Set down each of the following records word for word, keeping every line unchanged and in its original order.

**** RECORDS SHOWN

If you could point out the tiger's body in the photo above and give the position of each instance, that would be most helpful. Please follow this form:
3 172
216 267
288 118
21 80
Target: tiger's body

********

FINISHED EXERCISE
If you could point out the tiger's body in the photo above and give the position of each instance, that would be most helpful. Please follow this form:
3 172
216 267
288 118
21 80
Target: tiger's body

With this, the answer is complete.